EXERCISE BRIEF
Please repeat, word for word, the lines of the records that run from the line holding "Exercise. Spot the white vinyl" through the line holding "(1142, 547)", inclusive.
%%
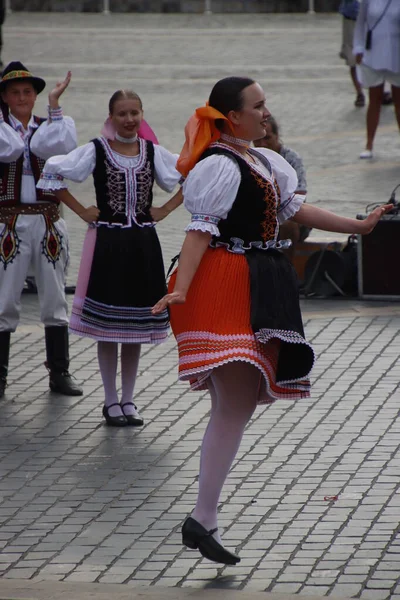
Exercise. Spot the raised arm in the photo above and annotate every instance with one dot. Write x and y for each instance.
(313, 216)
(58, 134)
(11, 143)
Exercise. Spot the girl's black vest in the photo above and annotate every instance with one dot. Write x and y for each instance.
(11, 177)
(252, 220)
(123, 195)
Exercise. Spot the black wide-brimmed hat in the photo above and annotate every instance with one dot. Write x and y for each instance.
(16, 71)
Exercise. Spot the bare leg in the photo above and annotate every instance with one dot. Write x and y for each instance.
(356, 83)
(373, 113)
(396, 102)
(234, 391)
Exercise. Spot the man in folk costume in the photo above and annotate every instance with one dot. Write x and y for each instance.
(32, 235)
(2, 17)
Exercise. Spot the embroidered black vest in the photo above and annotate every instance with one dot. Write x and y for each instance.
(124, 194)
(11, 177)
(252, 220)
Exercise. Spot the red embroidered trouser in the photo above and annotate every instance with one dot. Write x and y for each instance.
(33, 244)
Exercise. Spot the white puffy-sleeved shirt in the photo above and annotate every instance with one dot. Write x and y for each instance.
(385, 48)
(212, 186)
(57, 135)
(80, 163)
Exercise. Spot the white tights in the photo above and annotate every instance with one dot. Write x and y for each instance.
(234, 389)
(107, 353)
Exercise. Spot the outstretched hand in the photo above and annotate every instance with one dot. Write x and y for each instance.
(59, 89)
(368, 224)
(158, 213)
(174, 298)
(90, 214)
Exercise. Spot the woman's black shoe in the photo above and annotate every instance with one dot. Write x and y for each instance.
(195, 536)
(119, 421)
(133, 418)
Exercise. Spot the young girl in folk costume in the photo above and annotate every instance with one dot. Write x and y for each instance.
(233, 300)
(122, 272)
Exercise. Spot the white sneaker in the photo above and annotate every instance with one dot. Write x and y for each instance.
(367, 154)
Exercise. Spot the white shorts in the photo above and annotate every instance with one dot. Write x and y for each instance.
(346, 51)
(373, 77)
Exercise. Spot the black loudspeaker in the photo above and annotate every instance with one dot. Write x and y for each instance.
(378, 261)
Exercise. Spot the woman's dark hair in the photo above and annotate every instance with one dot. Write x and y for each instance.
(122, 94)
(227, 95)
(274, 125)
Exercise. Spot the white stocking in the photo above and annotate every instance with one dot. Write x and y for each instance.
(107, 353)
(234, 391)
(130, 354)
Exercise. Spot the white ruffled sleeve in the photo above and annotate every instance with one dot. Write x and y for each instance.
(55, 136)
(166, 174)
(76, 166)
(286, 178)
(210, 191)
(11, 143)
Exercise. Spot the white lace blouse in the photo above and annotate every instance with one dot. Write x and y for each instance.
(212, 186)
(57, 135)
(80, 163)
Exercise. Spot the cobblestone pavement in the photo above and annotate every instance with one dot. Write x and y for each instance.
(312, 503)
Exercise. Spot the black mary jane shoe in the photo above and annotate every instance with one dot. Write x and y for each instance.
(119, 421)
(133, 419)
(195, 536)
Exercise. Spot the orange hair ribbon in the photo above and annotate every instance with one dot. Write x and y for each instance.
(200, 132)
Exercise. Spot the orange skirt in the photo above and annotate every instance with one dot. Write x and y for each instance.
(213, 327)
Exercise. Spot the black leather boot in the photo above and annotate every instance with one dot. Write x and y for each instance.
(57, 352)
(4, 357)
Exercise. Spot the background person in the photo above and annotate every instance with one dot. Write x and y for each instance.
(377, 51)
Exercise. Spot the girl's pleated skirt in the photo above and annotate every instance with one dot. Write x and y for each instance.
(121, 277)
(244, 308)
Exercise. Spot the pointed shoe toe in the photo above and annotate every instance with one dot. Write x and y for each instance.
(119, 421)
(195, 536)
(134, 418)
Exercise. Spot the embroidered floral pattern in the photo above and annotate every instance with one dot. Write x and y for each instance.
(143, 189)
(205, 218)
(9, 243)
(116, 189)
(52, 242)
(269, 224)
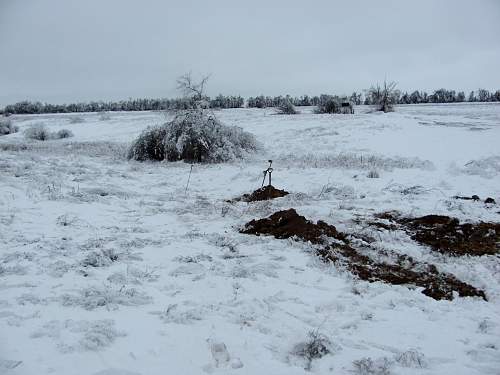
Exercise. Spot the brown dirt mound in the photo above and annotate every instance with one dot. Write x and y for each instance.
(286, 224)
(263, 194)
(446, 235)
(289, 224)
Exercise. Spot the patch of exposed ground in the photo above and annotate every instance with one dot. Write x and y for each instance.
(446, 235)
(263, 194)
(335, 247)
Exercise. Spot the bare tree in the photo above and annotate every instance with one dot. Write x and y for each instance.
(384, 97)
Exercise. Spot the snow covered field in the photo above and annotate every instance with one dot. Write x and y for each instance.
(109, 266)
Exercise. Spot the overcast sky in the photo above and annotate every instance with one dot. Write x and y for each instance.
(63, 50)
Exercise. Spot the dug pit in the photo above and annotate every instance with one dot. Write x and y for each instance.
(263, 194)
(334, 246)
(447, 236)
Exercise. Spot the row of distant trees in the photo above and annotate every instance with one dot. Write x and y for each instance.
(371, 97)
(222, 101)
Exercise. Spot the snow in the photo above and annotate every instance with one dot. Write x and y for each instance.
(108, 266)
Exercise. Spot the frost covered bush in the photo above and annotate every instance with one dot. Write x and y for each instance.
(106, 296)
(286, 107)
(373, 174)
(329, 105)
(6, 126)
(38, 132)
(317, 346)
(80, 335)
(367, 366)
(411, 359)
(104, 116)
(100, 258)
(193, 136)
(76, 120)
(64, 133)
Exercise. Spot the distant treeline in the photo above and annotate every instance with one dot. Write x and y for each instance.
(221, 101)
(416, 97)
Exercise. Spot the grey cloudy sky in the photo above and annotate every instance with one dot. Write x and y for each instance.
(64, 50)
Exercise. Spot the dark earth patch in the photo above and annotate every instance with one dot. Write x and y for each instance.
(336, 248)
(475, 198)
(446, 235)
(263, 194)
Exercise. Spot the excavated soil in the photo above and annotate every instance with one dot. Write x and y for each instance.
(263, 194)
(335, 247)
(446, 235)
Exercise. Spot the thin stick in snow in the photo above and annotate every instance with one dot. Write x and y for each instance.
(189, 178)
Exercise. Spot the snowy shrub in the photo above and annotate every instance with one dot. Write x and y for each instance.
(81, 335)
(352, 161)
(38, 132)
(329, 105)
(317, 346)
(6, 127)
(192, 136)
(106, 296)
(286, 107)
(64, 133)
(76, 120)
(367, 366)
(104, 116)
(411, 358)
(100, 258)
(149, 145)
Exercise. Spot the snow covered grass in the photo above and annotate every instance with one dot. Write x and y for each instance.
(108, 264)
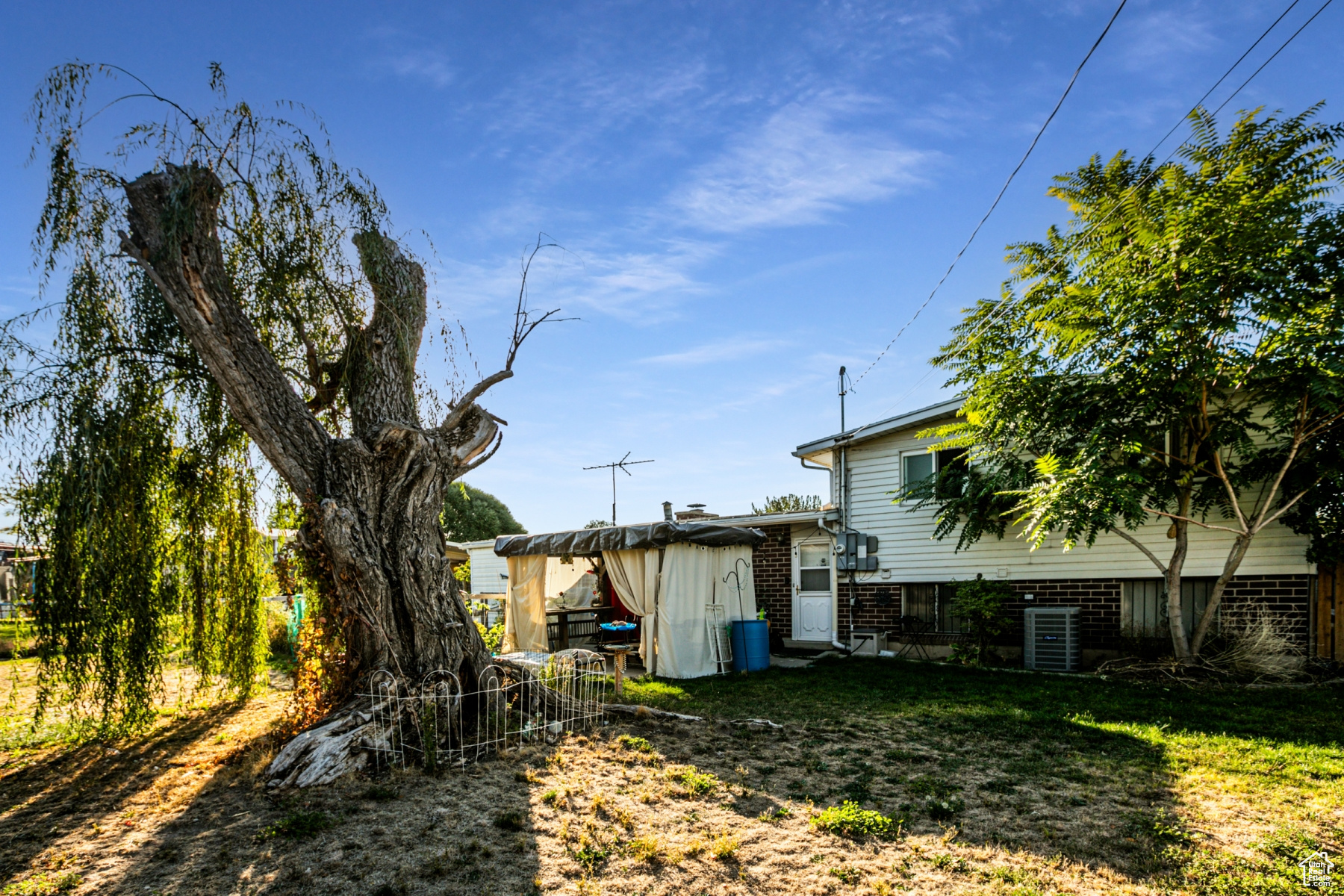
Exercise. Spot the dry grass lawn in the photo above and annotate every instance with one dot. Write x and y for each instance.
(995, 783)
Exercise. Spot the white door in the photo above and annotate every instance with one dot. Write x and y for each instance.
(812, 570)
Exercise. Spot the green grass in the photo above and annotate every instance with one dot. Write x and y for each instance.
(1136, 766)
(299, 824)
(43, 884)
(847, 820)
(1001, 703)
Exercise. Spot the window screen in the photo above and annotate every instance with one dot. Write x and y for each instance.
(917, 467)
(815, 567)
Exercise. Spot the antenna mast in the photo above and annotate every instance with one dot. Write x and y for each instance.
(617, 465)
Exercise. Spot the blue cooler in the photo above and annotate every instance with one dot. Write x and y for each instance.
(750, 645)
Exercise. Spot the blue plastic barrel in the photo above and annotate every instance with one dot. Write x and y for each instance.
(750, 645)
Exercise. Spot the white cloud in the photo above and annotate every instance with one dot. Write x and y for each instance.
(796, 169)
(425, 65)
(718, 352)
(638, 287)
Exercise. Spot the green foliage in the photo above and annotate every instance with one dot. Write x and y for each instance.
(788, 504)
(847, 820)
(697, 783)
(43, 884)
(299, 824)
(980, 603)
(494, 635)
(945, 809)
(137, 484)
(470, 514)
(1167, 355)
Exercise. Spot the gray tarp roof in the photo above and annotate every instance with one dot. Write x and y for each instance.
(626, 538)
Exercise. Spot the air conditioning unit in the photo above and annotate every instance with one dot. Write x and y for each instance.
(867, 642)
(1051, 641)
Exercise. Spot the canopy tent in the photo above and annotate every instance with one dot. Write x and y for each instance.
(665, 573)
(626, 538)
(534, 583)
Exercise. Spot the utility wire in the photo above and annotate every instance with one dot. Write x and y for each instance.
(1001, 190)
(1149, 176)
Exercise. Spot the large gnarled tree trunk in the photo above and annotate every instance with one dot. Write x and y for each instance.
(376, 494)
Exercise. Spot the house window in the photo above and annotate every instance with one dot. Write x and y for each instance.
(815, 567)
(920, 467)
(930, 603)
(915, 467)
(1142, 608)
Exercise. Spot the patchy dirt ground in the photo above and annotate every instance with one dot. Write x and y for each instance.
(640, 808)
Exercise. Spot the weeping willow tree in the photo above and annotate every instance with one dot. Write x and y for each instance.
(213, 311)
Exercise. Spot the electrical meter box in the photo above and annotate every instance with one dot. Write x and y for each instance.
(856, 553)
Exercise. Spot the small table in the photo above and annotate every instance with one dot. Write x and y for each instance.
(618, 653)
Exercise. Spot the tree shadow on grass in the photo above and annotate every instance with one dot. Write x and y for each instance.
(62, 801)
(382, 835)
(1060, 766)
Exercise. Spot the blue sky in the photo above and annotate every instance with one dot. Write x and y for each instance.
(747, 193)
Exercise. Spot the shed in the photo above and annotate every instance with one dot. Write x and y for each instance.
(682, 581)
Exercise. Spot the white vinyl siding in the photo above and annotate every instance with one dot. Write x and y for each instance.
(907, 550)
(488, 570)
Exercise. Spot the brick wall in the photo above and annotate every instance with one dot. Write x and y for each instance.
(772, 570)
(1284, 595)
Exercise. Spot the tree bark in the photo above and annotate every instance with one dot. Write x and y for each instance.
(374, 499)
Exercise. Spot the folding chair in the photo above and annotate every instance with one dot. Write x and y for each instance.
(914, 632)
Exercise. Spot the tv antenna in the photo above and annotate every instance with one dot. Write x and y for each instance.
(617, 465)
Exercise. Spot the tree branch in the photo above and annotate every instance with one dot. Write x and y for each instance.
(179, 250)
(1186, 519)
(1142, 547)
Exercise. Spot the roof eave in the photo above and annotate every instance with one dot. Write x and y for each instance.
(880, 428)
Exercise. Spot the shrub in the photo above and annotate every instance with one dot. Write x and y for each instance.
(638, 744)
(980, 602)
(645, 849)
(299, 824)
(847, 875)
(43, 884)
(847, 820)
(695, 782)
(725, 848)
(944, 809)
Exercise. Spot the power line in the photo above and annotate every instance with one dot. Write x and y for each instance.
(1004, 307)
(1001, 190)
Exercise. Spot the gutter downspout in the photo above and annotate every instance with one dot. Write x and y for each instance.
(821, 524)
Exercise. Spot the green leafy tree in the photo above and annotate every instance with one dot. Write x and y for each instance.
(1175, 354)
(788, 504)
(230, 292)
(980, 602)
(470, 514)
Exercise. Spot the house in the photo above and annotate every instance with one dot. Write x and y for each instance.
(907, 574)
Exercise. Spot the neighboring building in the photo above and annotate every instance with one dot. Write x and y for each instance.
(1116, 586)
(490, 573)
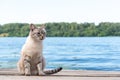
%%
SOLUTION BELOW
Exercise. Spot the white vinyl siding in the photo above and annotate every instance with one dot. Write x and y for each instance.
(907, 550)
(488, 570)
Exercise. Spot the brick wall in the photo above and annotate every instance with one dot. Write x and y for each instance.
(772, 570)
(1284, 595)
Exercise. Spot the tree bark in the photo above and annotate every instance with one dot. Write x and y for each instance.
(374, 499)
Exercise. Spot the folding chair in the photo above and annotate every instance with one dot. Write x and y for each instance.
(914, 632)
Exercise. Spot the tv antenna in the photo above and annotate every instance with one dot. Write x and y for each instance.
(617, 465)
Exercise. Spot the tree branch in the photo above and annotate every instance with one dot. Write x and y for each instance.
(179, 250)
(1186, 519)
(1142, 547)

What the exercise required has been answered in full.